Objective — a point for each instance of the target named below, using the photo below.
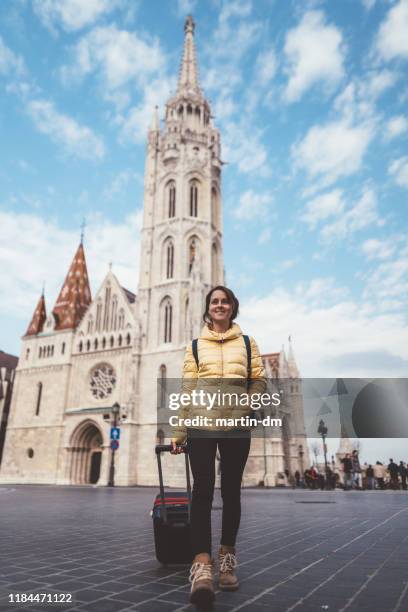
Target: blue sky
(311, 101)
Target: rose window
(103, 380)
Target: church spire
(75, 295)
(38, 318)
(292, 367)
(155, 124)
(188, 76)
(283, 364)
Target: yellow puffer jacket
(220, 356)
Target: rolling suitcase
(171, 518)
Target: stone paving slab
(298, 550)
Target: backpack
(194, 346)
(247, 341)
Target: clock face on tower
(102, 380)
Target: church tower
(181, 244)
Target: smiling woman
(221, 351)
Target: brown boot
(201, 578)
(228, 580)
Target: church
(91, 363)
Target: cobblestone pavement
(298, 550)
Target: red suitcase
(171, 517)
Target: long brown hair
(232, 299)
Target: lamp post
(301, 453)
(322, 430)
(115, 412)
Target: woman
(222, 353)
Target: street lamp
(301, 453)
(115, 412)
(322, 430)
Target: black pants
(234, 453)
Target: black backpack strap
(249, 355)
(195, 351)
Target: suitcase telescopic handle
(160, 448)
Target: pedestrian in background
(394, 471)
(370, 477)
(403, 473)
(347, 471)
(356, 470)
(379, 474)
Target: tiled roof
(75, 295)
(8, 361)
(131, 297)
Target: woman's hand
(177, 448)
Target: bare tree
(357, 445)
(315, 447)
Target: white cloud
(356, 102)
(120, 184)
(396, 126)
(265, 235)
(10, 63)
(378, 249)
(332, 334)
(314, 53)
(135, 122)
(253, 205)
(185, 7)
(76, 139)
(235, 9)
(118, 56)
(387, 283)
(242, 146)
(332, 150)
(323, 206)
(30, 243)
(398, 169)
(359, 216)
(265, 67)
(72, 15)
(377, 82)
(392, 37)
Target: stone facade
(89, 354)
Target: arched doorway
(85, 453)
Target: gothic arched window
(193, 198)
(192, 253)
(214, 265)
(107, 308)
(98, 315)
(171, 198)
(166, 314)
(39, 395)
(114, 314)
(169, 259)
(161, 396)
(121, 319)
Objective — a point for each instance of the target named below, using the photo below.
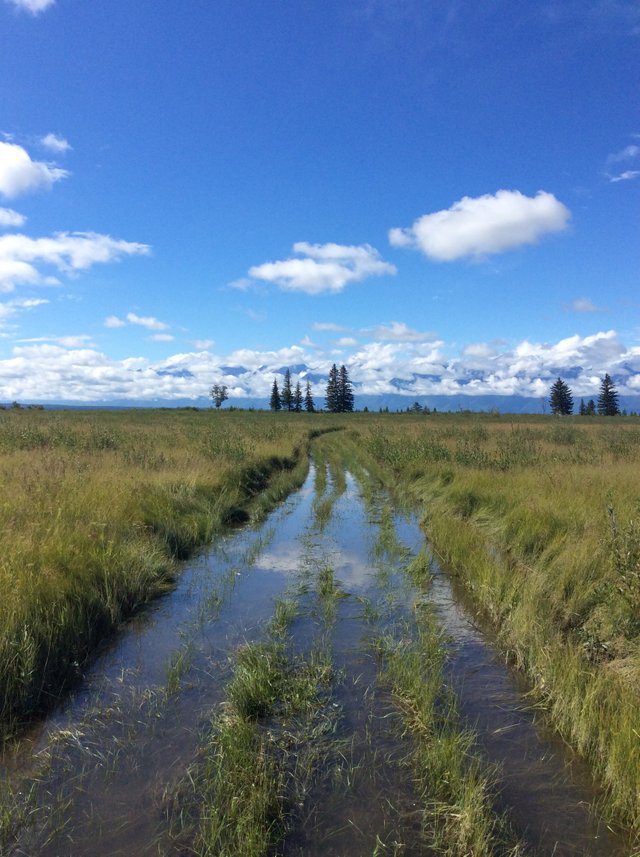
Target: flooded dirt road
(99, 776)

○ ○ ○

Exercise » Return every line of the records above without any change, leaving out the pictures.

Answer below »
Objective — a point for each instance of the target named below, using the photo below.
Target: blue sky
(311, 101)
Target: rose window
(103, 380)
Target: church spire
(75, 295)
(38, 318)
(292, 367)
(155, 124)
(188, 76)
(283, 364)
Target: yellow puffer jacket
(220, 356)
Target: rolling suitcase
(171, 518)
Target: stone paving slab
(298, 550)
Target: backpack
(194, 346)
(247, 341)
Target: clock face on tower
(102, 380)
Target: church tower
(181, 244)
Target: smiling woman
(221, 351)
Target: brown boot
(201, 578)
(228, 580)
Target: church
(91, 363)
Target: cobblestone pavement
(298, 550)
Target: red suitcase
(171, 517)
Target: long brown hair
(232, 299)
Target: lamp post
(301, 453)
(322, 430)
(115, 412)
Target: woman
(222, 353)
Target: street lamp
(301, 453)
(115, 412)
(322, 430)
Target: black pants
(234, 453)
Target: black backpack strap
(249, 355)
(195, 351)
Target: suitcase telescopic handle
(160, 448)
Target: pedestrian in background
(394, 471)
(370, 477)
(403, 473)
(347, 471)
(356, 470)
(379, 474)
Target: tiled roof
(75, 295)
(8, 361)
(131, 297)
Target: woman's hand
(177, 448)
Target: bare tree
(357, 445)
(315, 447)
Target: white cloud
(356, 102)
(120, 184)
(396, 126)
(265, 235)
(10, 63)
(378, 249)
(332, 334)
(314, 53)
(135, 122)
(253, 205)
(185, 7)
(76, 139)
(235, 9)
(118, 56)
(387, 283)
(242, 146)
(332, 150)
(323, 206)
(30, 243)
(398, 169)
(359, 216)
(265, 67)
(72, 15)
(377, 82)
(392, 37)
Target: stone facade
(89, 354)
Target: arched doorway
(85, 453)
Target: gothic arched window
(193, 198)
(192, 253)
(214, 265)
(107, 308)
(98, 315)
(171, 198)
(166, 314)
(39, 395)
(114, 314)
(169, 259)
(161, 396)
(121, 319)
Objective — a point for each instance of the target named below, using the photo below.
Target: flooded dirt road
(99, 776)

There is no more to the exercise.